En Octubre de 1917 el gobierno húngaro reconoció su derrota en la guerra, a fines de ese mes una insurrección general de obreros y campesinos logró poner fin a la monarquía y se proclamó la república, el 21 de Marzo de 1919 los comunistas de Bela Kun, aliados con el Partido Socialdemócrata, proclamaron una República Soviética, que fue llamada la “República de los Consejos”. Este gobierno, sin embargo, fue derrocado el 1 de Agosto de 1919, por una invasión militar desde Rumania. Esta invasión hizo posible la dictadura del almirante Miklós Horthy (1868-1957) quien, tras una dura represión en que fueron asesinados miles de opositores, ejerció un gobierno de corte fascista, aliado de Hitler, entre 1920 y 1944, cuando fue derrocado a su vez por la invasión de las tropas soviéticas, tras la Segunda Guerra Mundial.

Los escasos cuatro meses de la República de los Consejos determinaron todo el resto de la vida y la producción de Lukács. Durante esos meses fue Comisario del Pueblo para la Educación y Comisario Político de una parte del Ejército Rojo húngaro. Tras la caída vivió largamente en el exilio, muchas veces en la clandestinidad, e incluso fue brevemente detenido en Viena, en 1920, logrando ser liberado tras el apoyo internacional de mucho intelectuales, incluyendo a Thomas Mann.

[Ítems almacenados]

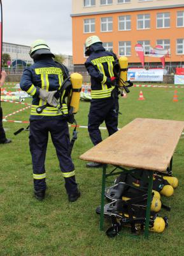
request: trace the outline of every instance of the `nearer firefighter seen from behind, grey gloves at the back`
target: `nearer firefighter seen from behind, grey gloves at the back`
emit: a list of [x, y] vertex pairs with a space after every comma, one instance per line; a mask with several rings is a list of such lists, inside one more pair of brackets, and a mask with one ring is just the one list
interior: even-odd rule
[[[68, 70], [64, 65], [53, 61], [52, 58], [55, 56], [44, 40], [36, 40], [32, 43], [30, 56], [34, 64], [25, 68], [20, 87], [32, 96], [29, 146], [32, 156], [34, 195], [38, 200], [45, 198], [45, 156], [50, 132], [65, 180], [68, 200], [74, 202], [80, 196], [80, 192], [75, 180], [74, 164], [68, 154], [69, 129], [64, 116], [67, 114], [67, 105], [62, 104], [60, 111], [55, 96], [64, 79], [69, 76]], [[42, 106], [46, 108], [39, 113], [38, 109]]]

» **Qué se pide**
Indique si cada afirmación concuerda con el fragmento sobre Hungría y Lukács, respondiendo sí o no y citando literalmente las palabras del fragmento que lo deciden.
1. La República de los Consejos fue derrocada por una invasión militar procedente de Rumania.
2. Durante la República de los Consejos, Lukács fue Comisario del Pueblo para la Educación.
3. Lukács fue detenido en Viena en 1925.

» **Respuesta**
1. Sí: «fue derrocado el 1 de Agosto de 1919, por una invasión militar desde Rumania».
2. Sí: «Durante esos meses fue Comisario del Pueblo para la Educación».
3. No: «fue brevemente detenido en Viena, en 1920».